* _Page excerpt_:
========================================
Objective: To assess changes in and factors associated with recent malaria notifications in Western Australia (WA).

Design: Retrospective analysis of the WA Notifiable Infectious Diseases Database and enhanced surveillance questionnaires completed by attending medical practitioners.

Patients: Cases of malaria notified between January 1990 and December 2001.

Main Outcome Measures: Annual notifications by demographic variables (including age, sex, occupation and place of residence), region/country of acquisition, chemoprophylaxis used, Plasmodium species and outcome.

Results: 482 patients were notified (mean age, 31 years; 80% male); 57% lived in Perth, 31% in country areas and 12% in an immigration detention centre. Comparison between the 6-year periods 1990-1995 and 1996-2001 showed that Plasmodium falciparum cases increased from 29 (14%) to 108 (44%; P < 0.001), while Plasmodium vivax cases decreased from 157 (77%) to 122 (50%; P < 0.001); immigrants in detention, defence force personnel and cases from Africa were increasingly represented (P < 0.05 in each case). Only 31% of patients took regular chemoprophylaxis and, among these, the regimen was appropriate in only a quarter. There was a median period of 3 days between symptom onset and diagnosis. One patient died.
========================================
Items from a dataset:
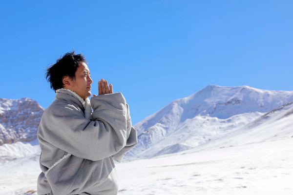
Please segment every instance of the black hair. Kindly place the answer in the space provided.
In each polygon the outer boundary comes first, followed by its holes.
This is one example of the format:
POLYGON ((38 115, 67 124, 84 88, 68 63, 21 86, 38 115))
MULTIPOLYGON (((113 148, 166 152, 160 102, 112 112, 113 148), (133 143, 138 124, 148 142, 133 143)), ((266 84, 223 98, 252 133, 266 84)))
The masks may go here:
========================================
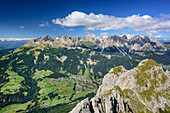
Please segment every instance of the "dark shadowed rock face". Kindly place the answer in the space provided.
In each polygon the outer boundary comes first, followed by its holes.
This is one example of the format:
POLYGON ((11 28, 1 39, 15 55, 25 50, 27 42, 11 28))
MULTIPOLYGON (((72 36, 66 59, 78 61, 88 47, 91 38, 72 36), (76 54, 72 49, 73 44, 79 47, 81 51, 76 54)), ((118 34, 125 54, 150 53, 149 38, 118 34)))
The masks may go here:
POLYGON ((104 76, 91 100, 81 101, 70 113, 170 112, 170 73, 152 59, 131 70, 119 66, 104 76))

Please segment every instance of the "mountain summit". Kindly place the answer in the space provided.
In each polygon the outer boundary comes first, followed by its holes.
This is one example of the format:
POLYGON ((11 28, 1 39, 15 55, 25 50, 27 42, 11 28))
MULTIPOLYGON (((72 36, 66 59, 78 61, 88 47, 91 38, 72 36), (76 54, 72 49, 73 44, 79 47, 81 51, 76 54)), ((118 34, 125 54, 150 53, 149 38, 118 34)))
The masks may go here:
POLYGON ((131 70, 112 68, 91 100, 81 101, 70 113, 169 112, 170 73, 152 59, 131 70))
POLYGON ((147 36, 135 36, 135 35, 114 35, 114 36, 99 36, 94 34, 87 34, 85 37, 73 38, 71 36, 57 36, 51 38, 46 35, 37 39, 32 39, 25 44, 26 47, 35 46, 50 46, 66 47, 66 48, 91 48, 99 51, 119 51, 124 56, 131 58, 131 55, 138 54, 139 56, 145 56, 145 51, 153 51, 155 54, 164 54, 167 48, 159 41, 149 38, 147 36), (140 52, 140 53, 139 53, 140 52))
========================================
* _Problem A_:
Please answer these questions on the malaria abstract, one per line:
(i) Which database was analyzed?
(ii) Between which months and years were the cases notified?
(iii) What percentage of patients took regular chemoprophylaxis?
* _Problem B_: Update the malaria abstract by writing out the part that begins at the words "Main Outcome Measures: Annual" and stops after "species and outcome.". Replace "occupation" with "employment".
* _Problem C_: In one to three sentences, explain what the study in the malaria abstract set out to assess and what it analyzed to do so.

* _Task output A_:
(i) The WA Notifiable Infectious Diseases Database
(ii) Between January 1990 and December 2001
(iii) 31%

* _Task output B_:
Main Outcome Measures: Annual notifications by demographic variables (including age, sex, employment and place of residence), region/country of acquisition, chemoprophylaxis used, Plasmodium species and outcome.

* _Task output C_: The study set out to assess changes in recent malaria notifications in Western Australia and the factors associated with them. To do this, it retrospectively analyzed the WA Notifiable Infectious Diseases Database and enhanced surveillance questionnaires completed by attending medical practitioners.